**Given request**
Below are records. Write out, unchanged, the lines from the one containing "the white wall" up to and including the one containing "left=64, top=3, right=71, bottom=42".

Records from a dataset:

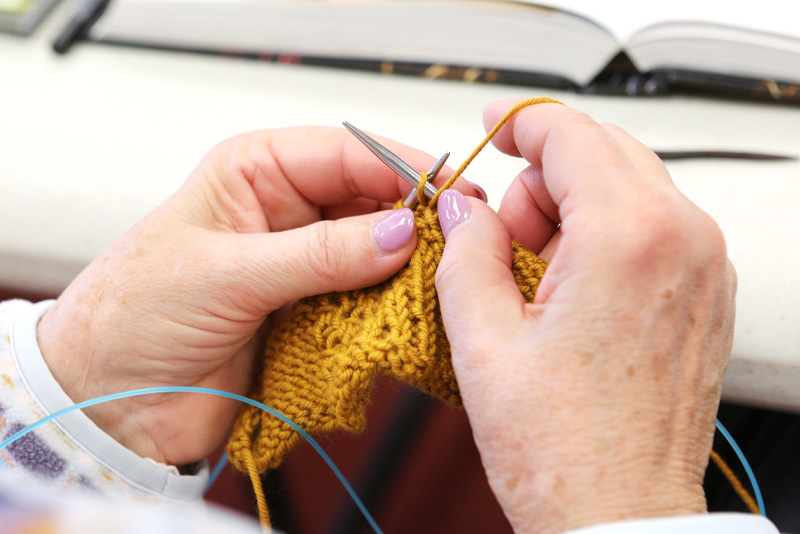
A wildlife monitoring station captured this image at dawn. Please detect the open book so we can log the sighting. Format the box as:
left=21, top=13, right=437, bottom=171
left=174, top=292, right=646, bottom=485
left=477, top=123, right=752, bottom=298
left=89, top=0, right=800, bottom=101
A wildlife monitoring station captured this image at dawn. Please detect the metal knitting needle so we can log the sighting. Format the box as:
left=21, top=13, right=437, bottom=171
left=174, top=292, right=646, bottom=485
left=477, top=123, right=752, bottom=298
left=342, top=121, right=450, bottom=207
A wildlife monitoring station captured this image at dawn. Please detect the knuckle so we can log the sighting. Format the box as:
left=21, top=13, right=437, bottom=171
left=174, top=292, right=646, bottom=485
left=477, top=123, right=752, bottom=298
left=623, top=195, right=729, bottom=272
left=306, top=221, right=346, bottom=283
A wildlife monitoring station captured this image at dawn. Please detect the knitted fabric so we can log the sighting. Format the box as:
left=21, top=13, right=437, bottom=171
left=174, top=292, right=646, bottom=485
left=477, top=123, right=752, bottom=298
left=228, top=205, right=546, bottom=476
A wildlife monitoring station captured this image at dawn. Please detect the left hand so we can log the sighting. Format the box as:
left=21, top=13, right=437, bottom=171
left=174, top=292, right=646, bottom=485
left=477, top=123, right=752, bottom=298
left=38, top=128, right=470, bottom=465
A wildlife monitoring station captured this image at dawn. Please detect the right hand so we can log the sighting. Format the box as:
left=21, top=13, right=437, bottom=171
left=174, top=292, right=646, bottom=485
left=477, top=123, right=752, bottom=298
left=437, top=102, right=736, bottom=534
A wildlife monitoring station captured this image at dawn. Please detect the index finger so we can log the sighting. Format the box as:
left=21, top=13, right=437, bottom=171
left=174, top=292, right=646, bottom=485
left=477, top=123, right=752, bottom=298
left=216, top=126, right=471, bottom=230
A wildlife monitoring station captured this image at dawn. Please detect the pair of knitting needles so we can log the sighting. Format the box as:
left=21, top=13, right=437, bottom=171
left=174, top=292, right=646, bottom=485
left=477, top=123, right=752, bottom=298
left=342, top=121, right=450, bottom=208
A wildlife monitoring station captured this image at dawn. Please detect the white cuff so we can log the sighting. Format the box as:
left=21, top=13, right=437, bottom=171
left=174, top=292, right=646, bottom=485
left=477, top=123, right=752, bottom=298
left=11, top=300, right=209, bottom=501
left=565, top=513, right=778, bottom=534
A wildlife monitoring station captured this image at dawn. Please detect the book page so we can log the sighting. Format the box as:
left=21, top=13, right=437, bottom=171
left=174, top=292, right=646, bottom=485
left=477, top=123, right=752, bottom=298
left=525, top=0, right=800, bottom=43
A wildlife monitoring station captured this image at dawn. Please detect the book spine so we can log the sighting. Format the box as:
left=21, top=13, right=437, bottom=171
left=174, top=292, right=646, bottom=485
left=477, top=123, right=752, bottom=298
left=579, top=69, right=800, bottom=106
left=90, top=40, right=800, bottom=105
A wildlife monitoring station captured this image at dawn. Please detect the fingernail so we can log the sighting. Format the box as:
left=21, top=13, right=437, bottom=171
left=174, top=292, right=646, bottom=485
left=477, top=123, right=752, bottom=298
left=467, top=181, right=489, bottom=202
left=373, top=208, right=415, bottom=252
left=437, top=189, right=471, bottom=237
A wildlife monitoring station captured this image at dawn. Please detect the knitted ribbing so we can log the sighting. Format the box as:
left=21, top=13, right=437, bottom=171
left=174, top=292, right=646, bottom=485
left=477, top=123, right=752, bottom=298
left=228, top=205, right=545, bottom=472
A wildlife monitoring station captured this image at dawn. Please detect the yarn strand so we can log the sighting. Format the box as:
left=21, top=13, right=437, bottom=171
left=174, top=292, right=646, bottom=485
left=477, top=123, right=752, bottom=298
left=430, top=97, right=564, bottom=205
left=711, top=451, right=761, bottom=514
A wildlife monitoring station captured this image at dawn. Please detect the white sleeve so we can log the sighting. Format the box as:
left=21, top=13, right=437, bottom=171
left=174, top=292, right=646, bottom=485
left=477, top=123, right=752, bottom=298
left=0, top=300, right=208, bottom=502
left=565, top=513, right=778, bottom=534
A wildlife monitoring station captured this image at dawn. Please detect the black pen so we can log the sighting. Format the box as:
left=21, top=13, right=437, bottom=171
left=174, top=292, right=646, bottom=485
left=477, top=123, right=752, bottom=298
left=53, top=0, right=109, bottom=54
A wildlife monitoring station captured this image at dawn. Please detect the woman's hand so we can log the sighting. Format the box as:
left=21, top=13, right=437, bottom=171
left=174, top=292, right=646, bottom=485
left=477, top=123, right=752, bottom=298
left=38, top=128, right=470, bottom=465
left=437, top=102, right=736, bottom=534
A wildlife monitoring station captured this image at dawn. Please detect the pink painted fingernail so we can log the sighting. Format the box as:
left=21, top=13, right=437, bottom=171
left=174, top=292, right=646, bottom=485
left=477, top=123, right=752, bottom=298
left=467, top=182, right=489, bottom=202
left=373, top=208, right=415, bottom=252
left=437, top=189, right=472, bottom=238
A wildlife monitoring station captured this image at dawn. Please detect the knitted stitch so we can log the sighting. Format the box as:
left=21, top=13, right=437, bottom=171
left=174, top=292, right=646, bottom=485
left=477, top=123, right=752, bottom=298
left=228, top=205, right=546, bottom=474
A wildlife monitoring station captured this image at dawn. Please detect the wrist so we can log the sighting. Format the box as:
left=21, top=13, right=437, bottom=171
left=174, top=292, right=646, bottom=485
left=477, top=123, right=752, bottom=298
left=492, top=456, right=707, bottom=534
left=36, top=298, right=167, bottom=463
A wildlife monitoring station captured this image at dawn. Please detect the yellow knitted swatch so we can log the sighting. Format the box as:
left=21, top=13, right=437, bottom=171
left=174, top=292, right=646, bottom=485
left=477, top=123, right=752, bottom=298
left=228, top=206, right=545, bottom=473
left=222, top=98, right=758, bottom=527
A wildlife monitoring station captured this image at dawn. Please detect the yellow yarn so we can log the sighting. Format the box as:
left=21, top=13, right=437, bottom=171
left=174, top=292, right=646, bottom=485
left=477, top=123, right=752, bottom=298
left=228, top=98, right=556, bottom=526
left=223, top=98, right=758, bottom=528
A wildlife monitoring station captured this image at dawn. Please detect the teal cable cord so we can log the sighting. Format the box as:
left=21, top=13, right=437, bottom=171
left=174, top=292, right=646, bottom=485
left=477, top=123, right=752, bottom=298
left=0, top=386, right=767, bottom=524
left=0, top=386, right=383, bottom=534
left=717, top=419, right=767, bottom=517
left=203, top=452, right=228, bottom=495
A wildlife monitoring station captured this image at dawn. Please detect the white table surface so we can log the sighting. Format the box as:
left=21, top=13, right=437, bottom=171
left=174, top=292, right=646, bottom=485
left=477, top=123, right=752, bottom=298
left=0, top=2, right=800, bottom=411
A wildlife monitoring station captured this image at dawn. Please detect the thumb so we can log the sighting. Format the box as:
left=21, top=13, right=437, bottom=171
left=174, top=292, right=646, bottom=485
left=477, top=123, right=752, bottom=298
left=234, top=208, right=417, bottom=311
left=436, top=189, right=525, bottom=349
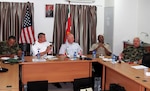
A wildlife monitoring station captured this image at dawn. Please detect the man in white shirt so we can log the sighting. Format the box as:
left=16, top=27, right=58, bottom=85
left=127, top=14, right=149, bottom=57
left=32, top=33, right=52, bottom=56
left=59, top=34, right=82, bottom=56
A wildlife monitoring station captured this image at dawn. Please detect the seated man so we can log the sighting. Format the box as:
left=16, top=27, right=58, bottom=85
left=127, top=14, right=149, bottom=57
left=31, top=33, right=52, bottom=56
left=0, top=36, right=22, bottom=58
left=120, top=37, right=146, bottom=64
left=89, top=35, right=111, bottom=56
left=59, top=34, right=82, bottom=56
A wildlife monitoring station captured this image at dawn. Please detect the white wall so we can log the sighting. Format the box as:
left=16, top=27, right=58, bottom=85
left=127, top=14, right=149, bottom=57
left=138, top=0, right=150, bottom=43
left=1, top=0, right=150, bottom=55
left=112, top=0, right=137, bottom=55
left=1, top=0, right=104, bottom=41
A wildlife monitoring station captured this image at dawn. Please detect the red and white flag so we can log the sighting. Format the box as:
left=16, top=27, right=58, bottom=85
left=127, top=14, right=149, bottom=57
left=19, top=6, right=35, bottom=44
left=64, top=3, right=71, bottom=42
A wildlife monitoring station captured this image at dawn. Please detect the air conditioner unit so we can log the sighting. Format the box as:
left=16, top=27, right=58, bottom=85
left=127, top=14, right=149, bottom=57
left=67, top=0, right=95, bottom=3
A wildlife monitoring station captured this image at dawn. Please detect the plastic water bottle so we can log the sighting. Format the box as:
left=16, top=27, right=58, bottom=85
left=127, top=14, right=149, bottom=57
left=21, top=51, right=24, bottom=62
left=112, top=54, right=116, bottom=64
left=37, top=50, right=40, bottom=59
left=92, top=50, right=96, bottom=59
left=73, top=52, right=77, bottom=60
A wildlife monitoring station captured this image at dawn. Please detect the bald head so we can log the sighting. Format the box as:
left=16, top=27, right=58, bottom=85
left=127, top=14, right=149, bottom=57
left=67, top=34, right=74, bottom=44
left=133, top=37, right=140, bottom=47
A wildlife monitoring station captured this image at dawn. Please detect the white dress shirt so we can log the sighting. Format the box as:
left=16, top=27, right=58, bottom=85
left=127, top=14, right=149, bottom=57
left=31, top=41, right=50, bottom=56
left=59, top=42, right=82, bottom=56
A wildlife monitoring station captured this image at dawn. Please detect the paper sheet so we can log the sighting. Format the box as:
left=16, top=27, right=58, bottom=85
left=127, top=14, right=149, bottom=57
left=131, top=65, right=148, bottom=69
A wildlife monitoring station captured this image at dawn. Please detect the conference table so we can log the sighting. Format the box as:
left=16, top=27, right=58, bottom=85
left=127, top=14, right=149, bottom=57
left=20, top=56, right=93, bottom=84
left=0, top=56, right=150, bottom=91
left=96, top=58, right=150, bottom=91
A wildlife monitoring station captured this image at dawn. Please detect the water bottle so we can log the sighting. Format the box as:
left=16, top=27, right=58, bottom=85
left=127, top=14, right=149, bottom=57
left=92, top=50, right=96, bottom=59
left=37, top=50, right=40, bottom=59
left=73, top=52, right=77, bottom=60
left=21, top=51, right=24, bottom=62
left=112, top=54, right=116, bottom=64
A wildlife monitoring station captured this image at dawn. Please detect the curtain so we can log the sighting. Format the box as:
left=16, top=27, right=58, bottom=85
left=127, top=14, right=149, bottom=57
left=53, top=4, right=97, bottom=54
left=0, top=2, right=34, bottom=41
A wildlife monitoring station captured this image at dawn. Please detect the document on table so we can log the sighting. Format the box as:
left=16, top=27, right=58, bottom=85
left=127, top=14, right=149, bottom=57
left=131, top=65, right=148, bottom=69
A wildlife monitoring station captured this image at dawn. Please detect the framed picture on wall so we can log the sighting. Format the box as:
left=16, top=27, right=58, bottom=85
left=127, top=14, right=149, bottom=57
left=45, top=4, right=54, bottom=17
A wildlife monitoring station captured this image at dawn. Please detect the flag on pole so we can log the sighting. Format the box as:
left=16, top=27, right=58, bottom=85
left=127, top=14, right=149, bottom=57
left=19, top=5, right=35, bottom=44
left=64, top=2, right=71, bottom=42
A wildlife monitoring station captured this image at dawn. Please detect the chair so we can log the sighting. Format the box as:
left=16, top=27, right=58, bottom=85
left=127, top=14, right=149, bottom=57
left=142, top=53, right=150, bottom=67
left=27, top=80, right=48, bottom=91
left=73, top=77, right=93, bottom=91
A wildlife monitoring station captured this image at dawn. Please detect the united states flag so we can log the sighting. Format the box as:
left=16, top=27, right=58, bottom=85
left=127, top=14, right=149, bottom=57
left=19, top=6, right=35, bottom=44
left=64, top=2, right=71, bottom=42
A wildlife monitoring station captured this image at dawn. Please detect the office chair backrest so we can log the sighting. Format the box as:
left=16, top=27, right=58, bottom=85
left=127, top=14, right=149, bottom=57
left=73, top=78, right=93, bottom=91
left=142, top=53, right=150, bottom=67
left=27, top=80, right=48, bottom=91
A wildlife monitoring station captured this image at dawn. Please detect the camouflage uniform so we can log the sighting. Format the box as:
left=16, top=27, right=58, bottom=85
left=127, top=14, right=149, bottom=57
left=0, top=41, right=20, bottom=55
left=122, top=46, right=146, bottom=62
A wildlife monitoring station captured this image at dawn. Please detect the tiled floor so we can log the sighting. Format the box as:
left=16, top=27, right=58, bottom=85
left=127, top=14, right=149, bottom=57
left=48, top=82, right=73, bottom=91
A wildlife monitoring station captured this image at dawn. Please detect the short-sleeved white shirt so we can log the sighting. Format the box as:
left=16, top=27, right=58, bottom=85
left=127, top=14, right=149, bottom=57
left=59, top=42, right=82, bottom=55
left=31, top=41, right=50, bottom=56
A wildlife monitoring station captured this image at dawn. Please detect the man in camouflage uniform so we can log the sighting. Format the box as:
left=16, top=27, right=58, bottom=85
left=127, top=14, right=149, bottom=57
left=121, top=37, right=146, bottom=64
left=0, top=36, right=22, bottom=57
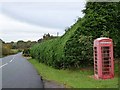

**Solution**
A wildlife monitoring station captured this image at dawn. Please detect the white wall so we can log the sighting. Format the box as:
left=16, top=27, right=58, bottom=85
left=127, top=14, right=149, bottom=57
left=138, top=0, right=150, bottom=43
left=1, top=0, right=150, bottom=55
left=112, top=0, right=137, bottom=55
left=1, top=0, right=104, bottom=41
A wildlife monitoring station captured this image at dawn. Please detect the red and white flag so we can log the sighting. Format the box as:
left=16, top=27, right=58, bottom=85
left=127, top=14, right=149, bottom=57
left=19, top=6, right=35, bottom=44
left=64, top=3, right=71, bottom=42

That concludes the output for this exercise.